-- start Reading passage --

Pat Philley

Personal information
- Full name: H. Patrick Philley
- Date of birth: April 24, 1929
- Place of birth: Vancouver, British Columbia, Canada
- Date of death: November 22, 2019 (aged 90)
- Place of death: Vancouver, British Columbia, Canada
- Position: Centre-half
- 1953–54: Vancouver City / Hale-Co
- 1956–57: Westminster Royals FC
- 1958: Vancouver St. Andrews FC

International career
- Years: Team / Apps / (Gls)
- 1957: Canada / 3 / (0)

= Pat Philley =

Canadian soccer player (1929–2019)

Pat Philley (24 April 1929 – 22 November 2019) was a Canadian soccer player. He was a national champion with Vancouver City FC in 1950. He was Canada's starting centre half and captain during three matches in FIFA World Cup Qualifiers in 1957. He is an honoured member of the Canada Soccer Hall of Fame.

In the Pacific Coast League, Philley won two championships, the first with Vancouver City FC in 1953–54 and the second with Westminster Royals FC in 1956. He was a regular all-star selection, representing British Columbia or Vancouver in six of nine seasons from 1948–49 to 1956–57. He was part of the BC All-Stars team that won 2–0 over Tottenham Hotspur in Vancouver on 3 June 1957.

-- end Reading passage --
-- start Given records --

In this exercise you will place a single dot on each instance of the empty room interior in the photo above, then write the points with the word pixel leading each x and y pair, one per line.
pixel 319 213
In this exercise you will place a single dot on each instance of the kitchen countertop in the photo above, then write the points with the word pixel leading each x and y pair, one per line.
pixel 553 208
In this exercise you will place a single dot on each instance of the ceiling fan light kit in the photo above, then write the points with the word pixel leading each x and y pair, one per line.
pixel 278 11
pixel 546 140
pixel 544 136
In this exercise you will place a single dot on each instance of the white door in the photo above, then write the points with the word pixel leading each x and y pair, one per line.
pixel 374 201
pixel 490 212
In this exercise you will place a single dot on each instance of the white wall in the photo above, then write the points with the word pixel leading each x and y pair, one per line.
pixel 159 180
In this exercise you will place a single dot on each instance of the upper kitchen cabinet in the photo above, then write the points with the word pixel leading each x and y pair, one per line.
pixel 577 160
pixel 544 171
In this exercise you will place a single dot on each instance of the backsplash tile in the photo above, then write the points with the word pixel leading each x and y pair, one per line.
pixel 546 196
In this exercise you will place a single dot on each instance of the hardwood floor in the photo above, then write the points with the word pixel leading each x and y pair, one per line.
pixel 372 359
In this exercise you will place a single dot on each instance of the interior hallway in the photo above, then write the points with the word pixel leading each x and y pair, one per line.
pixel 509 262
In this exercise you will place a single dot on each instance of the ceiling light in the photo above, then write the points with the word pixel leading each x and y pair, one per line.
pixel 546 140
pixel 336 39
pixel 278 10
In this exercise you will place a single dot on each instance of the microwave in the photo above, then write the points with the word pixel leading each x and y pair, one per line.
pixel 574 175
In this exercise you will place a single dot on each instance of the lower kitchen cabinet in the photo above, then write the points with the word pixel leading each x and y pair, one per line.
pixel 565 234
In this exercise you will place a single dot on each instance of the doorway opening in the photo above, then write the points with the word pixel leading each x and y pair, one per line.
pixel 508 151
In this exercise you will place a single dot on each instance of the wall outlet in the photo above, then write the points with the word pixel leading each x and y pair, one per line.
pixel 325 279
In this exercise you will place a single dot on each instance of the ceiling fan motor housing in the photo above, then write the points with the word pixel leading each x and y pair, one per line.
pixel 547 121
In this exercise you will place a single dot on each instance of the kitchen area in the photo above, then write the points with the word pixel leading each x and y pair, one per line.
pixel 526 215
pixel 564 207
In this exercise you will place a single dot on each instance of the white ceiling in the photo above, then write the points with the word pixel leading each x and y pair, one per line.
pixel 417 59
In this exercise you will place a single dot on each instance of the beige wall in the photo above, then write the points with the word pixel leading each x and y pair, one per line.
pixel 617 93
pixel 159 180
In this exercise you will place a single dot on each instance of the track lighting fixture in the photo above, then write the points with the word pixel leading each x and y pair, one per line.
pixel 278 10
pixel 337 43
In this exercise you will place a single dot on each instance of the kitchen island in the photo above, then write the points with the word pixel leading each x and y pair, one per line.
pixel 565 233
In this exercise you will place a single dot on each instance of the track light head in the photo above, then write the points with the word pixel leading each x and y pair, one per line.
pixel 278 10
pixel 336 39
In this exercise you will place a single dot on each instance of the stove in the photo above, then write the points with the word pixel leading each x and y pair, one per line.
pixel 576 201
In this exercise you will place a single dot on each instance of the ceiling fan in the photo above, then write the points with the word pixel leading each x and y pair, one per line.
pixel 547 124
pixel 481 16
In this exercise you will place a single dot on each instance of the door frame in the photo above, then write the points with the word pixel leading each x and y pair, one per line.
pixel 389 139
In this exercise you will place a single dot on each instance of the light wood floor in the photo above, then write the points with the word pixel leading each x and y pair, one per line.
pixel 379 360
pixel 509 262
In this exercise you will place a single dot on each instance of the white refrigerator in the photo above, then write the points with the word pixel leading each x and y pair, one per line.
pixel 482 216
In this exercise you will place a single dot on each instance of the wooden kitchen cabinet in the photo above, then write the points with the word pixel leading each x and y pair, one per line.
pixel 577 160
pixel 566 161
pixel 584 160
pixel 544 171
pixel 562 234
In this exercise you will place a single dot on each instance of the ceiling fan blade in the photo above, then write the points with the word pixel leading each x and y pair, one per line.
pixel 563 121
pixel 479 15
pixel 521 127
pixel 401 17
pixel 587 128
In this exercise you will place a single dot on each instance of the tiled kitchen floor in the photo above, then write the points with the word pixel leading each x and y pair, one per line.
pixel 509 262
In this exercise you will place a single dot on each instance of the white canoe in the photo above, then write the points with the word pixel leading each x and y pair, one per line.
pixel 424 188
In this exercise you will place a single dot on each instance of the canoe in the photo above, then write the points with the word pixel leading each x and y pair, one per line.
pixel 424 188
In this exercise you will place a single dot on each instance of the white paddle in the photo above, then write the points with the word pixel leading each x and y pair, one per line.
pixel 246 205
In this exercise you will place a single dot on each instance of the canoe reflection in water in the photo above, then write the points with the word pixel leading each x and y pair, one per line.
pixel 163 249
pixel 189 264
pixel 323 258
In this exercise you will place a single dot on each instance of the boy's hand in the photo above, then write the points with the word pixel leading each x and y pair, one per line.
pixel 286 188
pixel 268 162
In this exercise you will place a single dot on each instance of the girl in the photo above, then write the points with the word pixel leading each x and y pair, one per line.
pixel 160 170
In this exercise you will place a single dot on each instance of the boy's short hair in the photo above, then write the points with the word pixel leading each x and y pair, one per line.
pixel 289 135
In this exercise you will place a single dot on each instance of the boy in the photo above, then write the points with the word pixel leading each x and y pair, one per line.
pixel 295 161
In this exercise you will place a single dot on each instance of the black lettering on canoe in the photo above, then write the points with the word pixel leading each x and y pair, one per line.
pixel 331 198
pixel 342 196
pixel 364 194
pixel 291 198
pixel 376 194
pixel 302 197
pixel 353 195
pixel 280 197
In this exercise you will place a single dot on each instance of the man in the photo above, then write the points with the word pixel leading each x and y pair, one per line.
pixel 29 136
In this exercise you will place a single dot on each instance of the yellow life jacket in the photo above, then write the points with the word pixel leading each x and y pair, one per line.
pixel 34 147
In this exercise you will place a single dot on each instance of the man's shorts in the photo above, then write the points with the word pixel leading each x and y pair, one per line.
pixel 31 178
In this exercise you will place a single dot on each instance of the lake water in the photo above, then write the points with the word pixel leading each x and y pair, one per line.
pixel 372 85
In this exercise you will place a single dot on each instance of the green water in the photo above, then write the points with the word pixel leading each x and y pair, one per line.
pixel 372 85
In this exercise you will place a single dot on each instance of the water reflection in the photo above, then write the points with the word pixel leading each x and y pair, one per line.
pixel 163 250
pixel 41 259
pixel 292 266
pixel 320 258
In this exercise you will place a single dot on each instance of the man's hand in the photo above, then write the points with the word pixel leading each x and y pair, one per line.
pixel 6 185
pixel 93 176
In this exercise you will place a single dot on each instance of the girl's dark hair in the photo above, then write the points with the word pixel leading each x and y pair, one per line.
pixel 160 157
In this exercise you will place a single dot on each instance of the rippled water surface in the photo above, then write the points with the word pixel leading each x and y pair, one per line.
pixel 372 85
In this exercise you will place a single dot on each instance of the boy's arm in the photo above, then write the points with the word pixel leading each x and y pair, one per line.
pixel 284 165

-- end Given records --

**Required actions:**
1. According to the Pat Philley passage, which club did he win a national championship with in 1950?
2. Resume the Pat Philley passage, picking up right after its final sentence.
These rows come from a separate source.

**Written responses:**
1. Vancouver City FC

2.
In 2014, Pat Philley was inducted into the Coquitlam Sports Hall of Fame.

==Personal==
Pat's brother Brian Philley also played in the Pacific Coast League and was likewise honoured by the Canada Soccer Hall of Fame. While the two brothers often played for different teams, they were both part of Vancouver City's 1953–54 championship team. The brothers also played together for Vancouver St. Andrews FC in 1958, on several provincial all-star teams, and for Canada in 1956 and 1957.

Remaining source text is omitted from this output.